▶ _WRITTEN PROBLEM_:
Revise the lines that begin with the one containing "Where can you spot the blonde" and end with the one containing "column 239, row 258" by replacing "Drop a point" with "Place a point" and keeping everything else the same. Return only those lines.
### MATERIAL SUPPLIED ###
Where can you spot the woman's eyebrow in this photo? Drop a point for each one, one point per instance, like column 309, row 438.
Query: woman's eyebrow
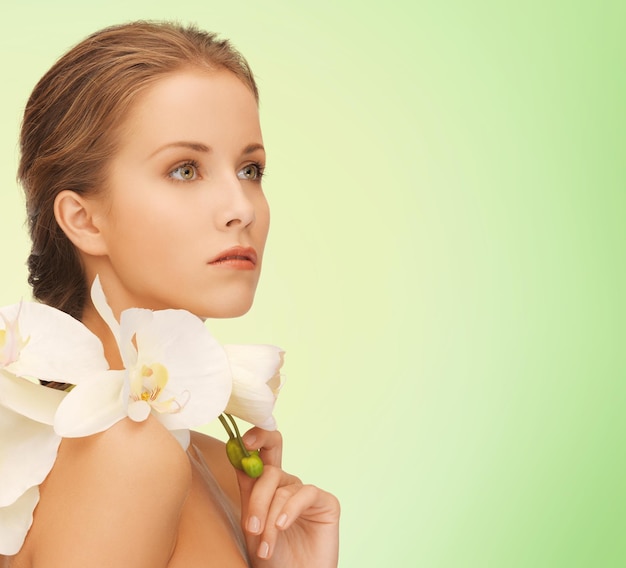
###
### MATERIAL SUPPLIED ###
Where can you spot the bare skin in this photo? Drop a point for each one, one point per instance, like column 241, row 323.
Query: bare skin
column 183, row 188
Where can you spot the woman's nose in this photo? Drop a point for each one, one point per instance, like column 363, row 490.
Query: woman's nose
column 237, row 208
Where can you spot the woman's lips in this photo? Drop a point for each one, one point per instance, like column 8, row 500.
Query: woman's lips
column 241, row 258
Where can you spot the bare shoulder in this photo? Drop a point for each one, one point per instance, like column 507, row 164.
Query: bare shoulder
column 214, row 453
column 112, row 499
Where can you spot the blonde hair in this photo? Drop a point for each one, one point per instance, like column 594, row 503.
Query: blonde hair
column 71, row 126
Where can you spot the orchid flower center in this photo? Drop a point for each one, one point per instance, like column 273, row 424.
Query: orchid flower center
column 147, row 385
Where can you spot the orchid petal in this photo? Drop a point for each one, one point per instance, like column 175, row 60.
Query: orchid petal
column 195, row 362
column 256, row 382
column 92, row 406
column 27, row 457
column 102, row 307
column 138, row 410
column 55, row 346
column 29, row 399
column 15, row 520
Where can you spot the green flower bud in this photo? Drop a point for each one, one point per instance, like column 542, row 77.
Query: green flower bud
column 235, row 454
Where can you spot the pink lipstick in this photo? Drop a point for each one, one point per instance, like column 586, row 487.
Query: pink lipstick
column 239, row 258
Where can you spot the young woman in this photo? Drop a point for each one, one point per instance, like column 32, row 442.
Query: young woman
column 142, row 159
###
### MATERIAL SUPPLIED ###
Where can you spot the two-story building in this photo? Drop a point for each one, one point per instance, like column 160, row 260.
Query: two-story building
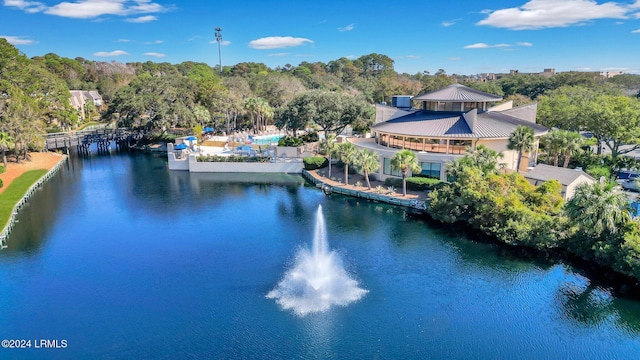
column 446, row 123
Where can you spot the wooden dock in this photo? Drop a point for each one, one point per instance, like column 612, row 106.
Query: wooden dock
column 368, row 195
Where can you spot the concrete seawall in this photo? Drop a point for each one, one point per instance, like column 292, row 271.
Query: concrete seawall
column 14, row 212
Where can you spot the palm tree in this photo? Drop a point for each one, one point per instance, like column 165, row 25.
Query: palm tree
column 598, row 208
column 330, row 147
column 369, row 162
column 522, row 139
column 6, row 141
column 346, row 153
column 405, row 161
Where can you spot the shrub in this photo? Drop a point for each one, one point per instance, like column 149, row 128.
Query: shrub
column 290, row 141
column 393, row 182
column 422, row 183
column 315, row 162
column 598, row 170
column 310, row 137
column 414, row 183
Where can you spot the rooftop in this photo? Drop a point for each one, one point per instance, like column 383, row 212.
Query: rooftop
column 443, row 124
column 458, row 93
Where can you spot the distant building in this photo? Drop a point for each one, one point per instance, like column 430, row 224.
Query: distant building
###
▶ _OUTPUT FOR THIS EXERCISE_:
Where can you spot the blonde hair in this photo? Place a point for each one, one point per instance, like column 594, row 503.
Query: blonde hair
column 71, row 126
Where can you spot the orchid flower center in this photo? Place a point for each one, one point per instance, like column 273, row 424.
Query: orchid flower center
column 147, row 385
Where can you spot the orchid petal in this photo? Place a point for each one, one point per instance, like column 175, row 60.
Query: orchid petal
column 195, row 362
column 256, row 382
column 92, row 406
column 27, row 457
column 102, row 307
column 138, row 410
column 55, row 346
column 29, row 399
column 15, row 520
Where can you spot the green flower bud in this photo? Place a point for each one, one point per instance, like column 542, row 77.
Query: green flower bud
column 235, row 454
Where can you spot the pink lipstick in this photo? Place a point for each one, one point per instance, like column 586, row 487.
Query: pink lipstick
column 239, row 258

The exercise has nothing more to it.